Raw records start

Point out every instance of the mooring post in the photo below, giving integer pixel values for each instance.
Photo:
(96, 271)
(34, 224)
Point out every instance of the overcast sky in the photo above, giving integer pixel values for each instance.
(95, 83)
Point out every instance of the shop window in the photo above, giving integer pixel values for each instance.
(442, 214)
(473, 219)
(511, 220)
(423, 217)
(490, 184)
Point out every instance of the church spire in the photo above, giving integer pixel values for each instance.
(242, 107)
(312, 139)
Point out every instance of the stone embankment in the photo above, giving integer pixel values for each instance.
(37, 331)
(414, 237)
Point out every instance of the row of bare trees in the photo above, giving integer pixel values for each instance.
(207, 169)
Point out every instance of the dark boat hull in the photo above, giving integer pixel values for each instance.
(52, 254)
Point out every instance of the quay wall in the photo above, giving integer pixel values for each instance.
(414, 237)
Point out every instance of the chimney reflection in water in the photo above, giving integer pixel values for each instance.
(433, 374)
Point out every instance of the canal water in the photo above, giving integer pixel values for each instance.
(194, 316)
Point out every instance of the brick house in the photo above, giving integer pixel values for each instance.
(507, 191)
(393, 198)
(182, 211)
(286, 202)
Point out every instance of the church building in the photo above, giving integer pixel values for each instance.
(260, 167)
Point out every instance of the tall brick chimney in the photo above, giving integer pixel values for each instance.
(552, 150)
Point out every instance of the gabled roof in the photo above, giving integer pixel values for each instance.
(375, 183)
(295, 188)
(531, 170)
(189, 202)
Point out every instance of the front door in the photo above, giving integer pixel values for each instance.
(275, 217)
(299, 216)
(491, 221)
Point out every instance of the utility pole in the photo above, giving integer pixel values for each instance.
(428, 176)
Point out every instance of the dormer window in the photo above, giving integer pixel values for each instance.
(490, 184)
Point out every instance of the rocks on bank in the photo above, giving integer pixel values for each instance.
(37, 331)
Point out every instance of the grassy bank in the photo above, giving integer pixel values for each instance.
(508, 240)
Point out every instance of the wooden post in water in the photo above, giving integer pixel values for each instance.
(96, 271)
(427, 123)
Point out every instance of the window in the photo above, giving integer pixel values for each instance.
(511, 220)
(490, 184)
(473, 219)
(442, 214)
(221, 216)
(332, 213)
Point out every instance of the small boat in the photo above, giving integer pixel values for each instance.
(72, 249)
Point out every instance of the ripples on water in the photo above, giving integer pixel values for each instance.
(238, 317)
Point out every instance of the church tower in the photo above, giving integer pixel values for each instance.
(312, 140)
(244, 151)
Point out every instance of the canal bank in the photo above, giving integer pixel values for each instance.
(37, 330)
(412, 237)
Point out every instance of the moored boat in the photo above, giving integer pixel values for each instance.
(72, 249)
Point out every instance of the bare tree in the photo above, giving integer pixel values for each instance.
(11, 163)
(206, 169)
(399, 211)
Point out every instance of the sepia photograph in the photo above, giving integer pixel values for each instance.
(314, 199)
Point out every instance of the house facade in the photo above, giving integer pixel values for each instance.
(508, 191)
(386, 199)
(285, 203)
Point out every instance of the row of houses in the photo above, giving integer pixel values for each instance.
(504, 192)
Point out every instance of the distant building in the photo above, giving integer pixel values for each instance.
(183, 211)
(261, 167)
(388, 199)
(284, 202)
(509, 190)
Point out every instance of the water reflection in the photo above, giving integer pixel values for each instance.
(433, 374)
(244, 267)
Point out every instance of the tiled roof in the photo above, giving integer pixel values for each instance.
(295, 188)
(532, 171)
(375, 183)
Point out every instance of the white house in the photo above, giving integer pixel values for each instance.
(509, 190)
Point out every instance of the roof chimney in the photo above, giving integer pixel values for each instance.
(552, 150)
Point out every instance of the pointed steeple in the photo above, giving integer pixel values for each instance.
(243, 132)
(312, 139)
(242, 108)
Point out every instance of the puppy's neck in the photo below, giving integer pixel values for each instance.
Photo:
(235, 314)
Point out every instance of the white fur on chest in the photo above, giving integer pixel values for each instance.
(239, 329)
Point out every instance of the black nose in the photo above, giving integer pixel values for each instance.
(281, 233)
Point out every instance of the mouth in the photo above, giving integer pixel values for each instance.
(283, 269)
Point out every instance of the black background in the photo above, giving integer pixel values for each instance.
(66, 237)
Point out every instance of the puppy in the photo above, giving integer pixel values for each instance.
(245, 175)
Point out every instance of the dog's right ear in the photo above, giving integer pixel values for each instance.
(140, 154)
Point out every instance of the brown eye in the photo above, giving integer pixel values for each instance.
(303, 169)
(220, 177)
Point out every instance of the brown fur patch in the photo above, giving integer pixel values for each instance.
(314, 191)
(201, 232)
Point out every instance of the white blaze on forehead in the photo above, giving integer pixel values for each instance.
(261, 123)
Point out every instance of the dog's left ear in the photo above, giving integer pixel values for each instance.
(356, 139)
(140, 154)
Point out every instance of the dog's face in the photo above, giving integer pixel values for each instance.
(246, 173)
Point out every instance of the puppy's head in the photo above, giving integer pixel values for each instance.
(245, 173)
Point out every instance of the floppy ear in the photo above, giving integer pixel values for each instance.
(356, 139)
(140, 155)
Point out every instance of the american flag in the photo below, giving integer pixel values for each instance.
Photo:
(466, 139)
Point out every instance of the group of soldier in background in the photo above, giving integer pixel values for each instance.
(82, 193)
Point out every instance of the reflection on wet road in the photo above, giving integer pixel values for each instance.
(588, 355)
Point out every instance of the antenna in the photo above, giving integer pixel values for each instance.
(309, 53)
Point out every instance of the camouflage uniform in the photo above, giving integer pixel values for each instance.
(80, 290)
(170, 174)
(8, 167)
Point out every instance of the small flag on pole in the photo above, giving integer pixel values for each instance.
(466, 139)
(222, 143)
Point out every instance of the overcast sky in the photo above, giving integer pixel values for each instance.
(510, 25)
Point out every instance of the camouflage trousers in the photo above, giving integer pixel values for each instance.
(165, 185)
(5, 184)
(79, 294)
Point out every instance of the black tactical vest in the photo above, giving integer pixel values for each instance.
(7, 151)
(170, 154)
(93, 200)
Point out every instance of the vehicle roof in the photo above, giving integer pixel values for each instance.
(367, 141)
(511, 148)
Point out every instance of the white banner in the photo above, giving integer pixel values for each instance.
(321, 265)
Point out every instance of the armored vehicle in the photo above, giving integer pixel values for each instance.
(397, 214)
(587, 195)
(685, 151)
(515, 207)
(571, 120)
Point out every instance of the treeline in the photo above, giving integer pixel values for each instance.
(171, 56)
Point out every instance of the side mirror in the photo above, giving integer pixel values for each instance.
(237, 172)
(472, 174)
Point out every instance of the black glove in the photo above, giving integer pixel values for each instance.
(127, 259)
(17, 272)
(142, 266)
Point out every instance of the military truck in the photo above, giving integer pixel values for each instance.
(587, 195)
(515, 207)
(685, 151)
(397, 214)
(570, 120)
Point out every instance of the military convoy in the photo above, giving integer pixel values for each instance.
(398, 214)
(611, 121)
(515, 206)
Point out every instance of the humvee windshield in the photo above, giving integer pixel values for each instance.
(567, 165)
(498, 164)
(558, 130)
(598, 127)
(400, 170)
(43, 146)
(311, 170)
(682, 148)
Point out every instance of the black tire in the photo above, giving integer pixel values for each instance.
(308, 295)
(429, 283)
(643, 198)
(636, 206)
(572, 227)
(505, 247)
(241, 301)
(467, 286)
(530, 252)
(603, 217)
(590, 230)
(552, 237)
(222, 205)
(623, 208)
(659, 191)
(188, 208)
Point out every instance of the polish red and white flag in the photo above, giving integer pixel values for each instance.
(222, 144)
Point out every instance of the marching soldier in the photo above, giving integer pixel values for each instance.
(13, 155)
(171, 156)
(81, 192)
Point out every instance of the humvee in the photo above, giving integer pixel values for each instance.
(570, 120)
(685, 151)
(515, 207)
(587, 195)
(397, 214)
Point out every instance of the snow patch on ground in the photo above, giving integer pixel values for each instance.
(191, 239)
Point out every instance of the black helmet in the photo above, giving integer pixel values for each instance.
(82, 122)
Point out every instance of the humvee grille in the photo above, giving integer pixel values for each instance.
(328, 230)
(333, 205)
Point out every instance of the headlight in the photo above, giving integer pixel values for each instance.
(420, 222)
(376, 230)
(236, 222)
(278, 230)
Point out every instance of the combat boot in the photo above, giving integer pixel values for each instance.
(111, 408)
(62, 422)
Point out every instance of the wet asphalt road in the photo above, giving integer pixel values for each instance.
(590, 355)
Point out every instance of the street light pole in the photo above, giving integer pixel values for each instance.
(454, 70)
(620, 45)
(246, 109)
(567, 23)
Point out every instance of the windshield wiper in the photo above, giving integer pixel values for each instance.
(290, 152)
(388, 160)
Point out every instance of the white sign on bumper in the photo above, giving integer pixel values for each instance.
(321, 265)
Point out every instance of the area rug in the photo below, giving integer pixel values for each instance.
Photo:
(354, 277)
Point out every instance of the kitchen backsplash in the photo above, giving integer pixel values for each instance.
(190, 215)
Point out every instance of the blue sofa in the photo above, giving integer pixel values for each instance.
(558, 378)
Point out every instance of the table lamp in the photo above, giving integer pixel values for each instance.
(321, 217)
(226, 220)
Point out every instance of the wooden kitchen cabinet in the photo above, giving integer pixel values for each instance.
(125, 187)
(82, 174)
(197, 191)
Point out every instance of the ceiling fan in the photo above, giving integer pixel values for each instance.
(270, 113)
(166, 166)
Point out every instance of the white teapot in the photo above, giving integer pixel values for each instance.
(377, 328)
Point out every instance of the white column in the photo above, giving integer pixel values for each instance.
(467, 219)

Raw records end

**Problem to solve:**
Output the line that contains "Point out every instance of the wooden kitchen", followed by every later line in the listing, with no line omitted and none added.

**Finished answer:**
Point out every instance of the wooden kitchen cabinet in the photo above, giving integer pixel values for each instance.
(125, 187)
(82, 174)
(197, 191)
Point out every instance of the ceiling fan in the photo above, giving integer pixel values for each instance.
(270, 113)
(166, 166)
Point out every instance of the white teapot in the photo above, giving integer pixel values for each instance.
(377, 328)
Point out every instance of the white column in the photo above, giving integer pixel values for each instance.
(467, 219)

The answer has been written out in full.